(Segmentation mask data)
╭──

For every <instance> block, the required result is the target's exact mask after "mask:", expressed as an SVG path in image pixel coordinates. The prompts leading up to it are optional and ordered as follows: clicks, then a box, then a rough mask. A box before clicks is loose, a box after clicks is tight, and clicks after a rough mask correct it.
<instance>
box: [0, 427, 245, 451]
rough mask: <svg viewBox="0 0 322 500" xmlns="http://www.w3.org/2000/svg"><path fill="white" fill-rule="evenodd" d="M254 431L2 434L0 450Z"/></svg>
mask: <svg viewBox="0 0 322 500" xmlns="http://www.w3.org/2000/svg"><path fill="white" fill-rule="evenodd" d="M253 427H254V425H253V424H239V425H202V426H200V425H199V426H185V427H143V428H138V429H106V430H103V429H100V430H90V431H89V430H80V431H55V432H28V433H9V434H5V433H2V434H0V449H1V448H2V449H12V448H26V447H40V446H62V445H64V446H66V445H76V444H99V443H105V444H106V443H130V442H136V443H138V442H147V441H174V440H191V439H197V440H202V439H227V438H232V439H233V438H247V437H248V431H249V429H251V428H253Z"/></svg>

╰──

> [Task objective] Update the lines above by replacing "rough mask" with "coarse mask" wherever it occurs, keeping everything else the same.

> [Expected answer]
For every <instance> block, the required result is the target's exact mask after "mask:", expressed as an SVG path in image pixel coordinates. The prompts leading up to it are optional and ordered as follows: clicks, then a box, then a coarse mask. A box before clicks is loose, a box after clicks is tight, and clicks after a coarse mask correct it.
<instance>
box: [0, 427, 245, 451]
coarse mask: <svg viewBox="0 0 322 500" xmlns="http://www.w3.org/2000/svg"><path fill="white" fill-rule="evenodd" d="M254 431L2 434L0 450Z"/></svg>
mask: <svg viewBox="0 0 322 500" xmlns="http://www.w3.org/2000/svg"><path fill="white" fill-rule="evenodd" d="M253 427H254V425H253V424H239V425H202V426H200V425H199V426H185V427H143V428H138V429H106V430H103V429H100V430H90V431H89V430H80V431H55V432H28V433H9V434H5V433H2V434H0V449H1V448H2V449H12V448H26V447H40V446H62V445H64V446H66V445H76V444H99V443H105V444H106V443H130V442H136V443H138V442H147V441H174V440H191V439H197V440H202V439H227V438H232V439H233V438H247V437H248V431H249V429H251V428H253Z"/></svg>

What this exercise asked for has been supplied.